── DATA FOR PROCESSING

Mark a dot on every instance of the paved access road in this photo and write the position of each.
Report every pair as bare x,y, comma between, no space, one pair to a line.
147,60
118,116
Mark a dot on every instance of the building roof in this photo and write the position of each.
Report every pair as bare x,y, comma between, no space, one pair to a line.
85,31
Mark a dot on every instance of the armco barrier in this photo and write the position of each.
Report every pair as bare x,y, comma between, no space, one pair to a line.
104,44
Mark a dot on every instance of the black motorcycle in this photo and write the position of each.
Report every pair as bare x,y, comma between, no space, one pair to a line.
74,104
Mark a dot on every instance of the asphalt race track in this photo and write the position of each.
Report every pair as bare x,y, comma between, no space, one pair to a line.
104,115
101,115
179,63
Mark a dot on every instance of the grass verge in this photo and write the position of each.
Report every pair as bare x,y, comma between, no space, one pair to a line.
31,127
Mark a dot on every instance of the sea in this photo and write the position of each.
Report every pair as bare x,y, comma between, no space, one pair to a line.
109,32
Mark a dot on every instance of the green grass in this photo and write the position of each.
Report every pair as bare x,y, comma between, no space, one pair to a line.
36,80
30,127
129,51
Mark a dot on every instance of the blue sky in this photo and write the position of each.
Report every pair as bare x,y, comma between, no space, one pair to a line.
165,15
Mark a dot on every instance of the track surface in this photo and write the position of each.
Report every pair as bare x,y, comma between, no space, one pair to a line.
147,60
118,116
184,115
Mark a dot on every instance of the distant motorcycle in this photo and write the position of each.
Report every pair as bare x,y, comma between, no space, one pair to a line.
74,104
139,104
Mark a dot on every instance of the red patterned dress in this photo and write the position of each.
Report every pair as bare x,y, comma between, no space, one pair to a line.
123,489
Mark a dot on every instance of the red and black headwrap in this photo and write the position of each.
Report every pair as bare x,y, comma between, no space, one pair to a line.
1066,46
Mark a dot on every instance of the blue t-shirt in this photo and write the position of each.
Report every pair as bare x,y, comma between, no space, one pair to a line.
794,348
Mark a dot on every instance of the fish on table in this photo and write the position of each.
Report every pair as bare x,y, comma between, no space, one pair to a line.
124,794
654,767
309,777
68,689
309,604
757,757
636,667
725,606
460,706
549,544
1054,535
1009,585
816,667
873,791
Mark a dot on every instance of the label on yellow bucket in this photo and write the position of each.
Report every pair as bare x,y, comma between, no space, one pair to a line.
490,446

────

TASK TO CARRY OUT
Write out the stretch of rows from the line containing "Mark a dot on every instance of the track" through the end of the rows as a numbered list, omitting any blank lines.

RESULT OF THIS EXERCISE
1. Mark a dot on every instance of the track surface in this photo and write the position of each.
2. Report every pair as bare x,y, comma between, no space, one pair to a line.
3. 147,60
4. 118,116
5. 184,115
6. Mark a dot on every instance of the distant motorcycle in this photo and write the position of each.
7. Report every pair as bare x,y, comma between, no space, one pair to a line.
8. 74,104
9. 139,104
10. Mark a dot on every instance of the red patterned dress in this photo and write the position of each.
11. Report every pair as bare x,y, comma between, no space, one pair to a line.
12. 123,489
13. Mark a dot on every instance of the red and black headwrap in this photo and write the position of each.
14. Report every pair as bare x,y, comma between, no space, one pair to a line.
15. 1066,46
16. Mark a dot on every instance of the blue t-shirt in this photo and write the position of each.
17. Report every pair as bare x,y, comma between, no space, one pair to a line.
18. 794,348
19. Mark a dot on every instance of the fish on table in this photo and write the position of each.
20. Report every pair as bare x,y, comma between, no space, one pair to a line.
21. 124,794
22. 654,767
23. 309,777
24. 68,689
25. 309,604
26. 757,757
27. 636,667
28. 725,606
29. 460,706
30. 549,544
31. 1054,535
32. 1009,585
33. 816,667
34. 873,791
35. Mark a dot on every instance of the label on yellow bucket in this photo and write the position of each.
36. Report every pair as bare x,y, comma between, no space, one pair to a line.
37. 490,446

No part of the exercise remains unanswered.